[Einträge zur Markierung von Objektpositionen]
=-=-=-=-=
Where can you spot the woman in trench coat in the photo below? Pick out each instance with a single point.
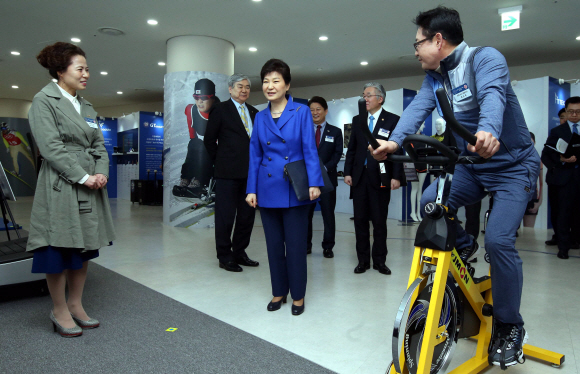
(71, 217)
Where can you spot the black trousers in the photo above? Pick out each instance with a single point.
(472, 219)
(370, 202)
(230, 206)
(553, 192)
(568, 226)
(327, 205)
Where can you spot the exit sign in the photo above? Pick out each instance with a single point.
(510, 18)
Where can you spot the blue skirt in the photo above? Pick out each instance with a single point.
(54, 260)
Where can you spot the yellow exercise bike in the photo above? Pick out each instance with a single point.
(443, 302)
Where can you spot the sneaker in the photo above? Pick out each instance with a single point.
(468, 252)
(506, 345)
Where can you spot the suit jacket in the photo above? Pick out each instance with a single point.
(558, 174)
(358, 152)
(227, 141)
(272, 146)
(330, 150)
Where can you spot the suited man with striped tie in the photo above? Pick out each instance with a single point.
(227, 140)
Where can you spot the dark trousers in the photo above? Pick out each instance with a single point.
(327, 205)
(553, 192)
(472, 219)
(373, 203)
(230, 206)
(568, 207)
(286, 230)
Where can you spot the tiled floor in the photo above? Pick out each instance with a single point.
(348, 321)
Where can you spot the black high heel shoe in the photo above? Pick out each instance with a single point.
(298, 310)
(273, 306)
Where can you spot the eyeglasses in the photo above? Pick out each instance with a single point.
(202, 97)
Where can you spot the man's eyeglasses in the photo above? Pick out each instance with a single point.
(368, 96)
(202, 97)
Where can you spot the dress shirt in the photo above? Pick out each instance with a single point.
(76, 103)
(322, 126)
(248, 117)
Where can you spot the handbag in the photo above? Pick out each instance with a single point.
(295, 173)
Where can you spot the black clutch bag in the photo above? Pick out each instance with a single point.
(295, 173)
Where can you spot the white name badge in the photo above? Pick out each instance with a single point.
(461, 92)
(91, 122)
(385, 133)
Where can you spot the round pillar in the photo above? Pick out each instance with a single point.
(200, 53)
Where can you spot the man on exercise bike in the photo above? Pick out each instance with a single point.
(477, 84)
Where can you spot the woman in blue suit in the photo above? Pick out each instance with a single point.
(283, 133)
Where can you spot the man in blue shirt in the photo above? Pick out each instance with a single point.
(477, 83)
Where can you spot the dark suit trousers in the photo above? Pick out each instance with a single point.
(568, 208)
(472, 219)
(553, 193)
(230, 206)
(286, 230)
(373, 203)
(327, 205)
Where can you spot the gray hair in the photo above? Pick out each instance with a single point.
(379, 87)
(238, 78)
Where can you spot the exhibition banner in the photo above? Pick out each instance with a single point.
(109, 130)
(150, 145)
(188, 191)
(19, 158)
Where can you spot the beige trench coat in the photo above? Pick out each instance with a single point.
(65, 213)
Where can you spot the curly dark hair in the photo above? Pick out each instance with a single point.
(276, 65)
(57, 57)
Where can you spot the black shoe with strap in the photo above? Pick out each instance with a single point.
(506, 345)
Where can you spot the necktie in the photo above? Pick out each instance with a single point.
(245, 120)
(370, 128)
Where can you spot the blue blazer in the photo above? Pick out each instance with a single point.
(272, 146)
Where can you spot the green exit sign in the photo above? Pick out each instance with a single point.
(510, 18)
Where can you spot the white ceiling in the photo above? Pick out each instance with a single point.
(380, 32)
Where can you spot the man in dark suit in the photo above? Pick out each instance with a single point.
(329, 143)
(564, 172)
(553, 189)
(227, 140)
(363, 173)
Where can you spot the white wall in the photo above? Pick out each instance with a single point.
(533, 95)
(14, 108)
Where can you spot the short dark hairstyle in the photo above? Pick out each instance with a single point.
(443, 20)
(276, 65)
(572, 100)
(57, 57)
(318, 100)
=-=-=-=-=
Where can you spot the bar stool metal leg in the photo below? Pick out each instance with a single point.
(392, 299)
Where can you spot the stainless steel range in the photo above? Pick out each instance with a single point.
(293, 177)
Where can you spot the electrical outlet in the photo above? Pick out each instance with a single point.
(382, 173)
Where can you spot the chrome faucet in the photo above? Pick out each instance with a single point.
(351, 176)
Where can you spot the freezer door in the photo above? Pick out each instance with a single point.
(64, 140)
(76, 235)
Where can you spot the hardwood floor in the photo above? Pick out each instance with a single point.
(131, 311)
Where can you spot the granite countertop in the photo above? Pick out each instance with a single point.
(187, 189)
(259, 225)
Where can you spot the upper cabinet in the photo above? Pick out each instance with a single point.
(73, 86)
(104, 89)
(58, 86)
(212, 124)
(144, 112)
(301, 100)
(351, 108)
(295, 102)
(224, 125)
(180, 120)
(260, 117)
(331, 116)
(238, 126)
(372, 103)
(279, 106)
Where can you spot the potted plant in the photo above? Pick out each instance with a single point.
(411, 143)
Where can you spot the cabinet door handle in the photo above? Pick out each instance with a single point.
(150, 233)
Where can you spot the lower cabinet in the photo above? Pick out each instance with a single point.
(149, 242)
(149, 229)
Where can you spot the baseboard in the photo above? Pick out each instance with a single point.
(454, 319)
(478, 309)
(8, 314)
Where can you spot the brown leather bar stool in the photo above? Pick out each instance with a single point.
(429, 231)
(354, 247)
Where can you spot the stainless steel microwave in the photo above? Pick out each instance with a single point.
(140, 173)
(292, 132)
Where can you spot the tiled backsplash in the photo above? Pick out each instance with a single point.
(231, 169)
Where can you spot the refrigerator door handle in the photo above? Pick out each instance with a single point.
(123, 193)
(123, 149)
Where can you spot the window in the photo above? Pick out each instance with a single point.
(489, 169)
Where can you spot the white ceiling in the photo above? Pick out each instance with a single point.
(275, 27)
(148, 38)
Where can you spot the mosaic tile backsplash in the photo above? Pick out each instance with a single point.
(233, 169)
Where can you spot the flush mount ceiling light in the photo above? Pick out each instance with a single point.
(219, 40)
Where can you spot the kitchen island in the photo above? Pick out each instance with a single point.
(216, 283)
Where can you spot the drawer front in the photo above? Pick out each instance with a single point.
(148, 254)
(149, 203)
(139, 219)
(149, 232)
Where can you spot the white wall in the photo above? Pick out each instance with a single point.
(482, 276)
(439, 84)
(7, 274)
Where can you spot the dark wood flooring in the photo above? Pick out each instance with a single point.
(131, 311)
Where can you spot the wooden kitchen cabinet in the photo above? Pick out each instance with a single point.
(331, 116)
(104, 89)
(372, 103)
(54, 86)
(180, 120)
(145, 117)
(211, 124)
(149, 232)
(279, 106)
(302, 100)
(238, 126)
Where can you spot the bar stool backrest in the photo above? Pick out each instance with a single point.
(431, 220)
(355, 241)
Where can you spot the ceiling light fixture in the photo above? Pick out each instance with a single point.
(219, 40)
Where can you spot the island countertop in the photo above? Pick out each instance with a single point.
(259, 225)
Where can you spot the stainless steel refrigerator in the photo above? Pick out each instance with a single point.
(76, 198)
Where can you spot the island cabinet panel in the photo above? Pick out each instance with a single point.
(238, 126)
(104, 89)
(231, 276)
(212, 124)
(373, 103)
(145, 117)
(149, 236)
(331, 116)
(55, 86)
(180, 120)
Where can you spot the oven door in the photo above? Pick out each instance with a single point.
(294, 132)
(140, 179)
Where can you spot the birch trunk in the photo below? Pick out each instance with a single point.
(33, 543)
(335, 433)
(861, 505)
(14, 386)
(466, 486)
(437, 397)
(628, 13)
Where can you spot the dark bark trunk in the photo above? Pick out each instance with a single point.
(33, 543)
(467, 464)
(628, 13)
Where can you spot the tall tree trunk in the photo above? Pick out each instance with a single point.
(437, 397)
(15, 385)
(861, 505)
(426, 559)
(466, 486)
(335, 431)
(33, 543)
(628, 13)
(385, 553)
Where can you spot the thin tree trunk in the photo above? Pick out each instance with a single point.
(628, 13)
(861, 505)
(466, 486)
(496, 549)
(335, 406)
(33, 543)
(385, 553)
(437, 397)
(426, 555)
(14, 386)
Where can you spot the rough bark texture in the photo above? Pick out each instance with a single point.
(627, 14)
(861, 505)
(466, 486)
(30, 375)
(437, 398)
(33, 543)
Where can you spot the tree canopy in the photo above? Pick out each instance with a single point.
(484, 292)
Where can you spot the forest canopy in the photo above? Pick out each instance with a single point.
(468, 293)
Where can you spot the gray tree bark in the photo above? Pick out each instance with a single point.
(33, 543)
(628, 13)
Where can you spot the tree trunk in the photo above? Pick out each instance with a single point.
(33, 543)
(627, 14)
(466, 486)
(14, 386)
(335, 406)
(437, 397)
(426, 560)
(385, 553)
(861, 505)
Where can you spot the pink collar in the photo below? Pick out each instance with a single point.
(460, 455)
=-=-=-=-=
### Anforderungen
Gib an, wie viele Zeilen der Auflistung die Zeichenfolge „trench“ enthalten, und nenne dabei nur die Zahl. Groß- und Kleinschreibung wird unterschieden.

### Antwort zur Aufgabe
2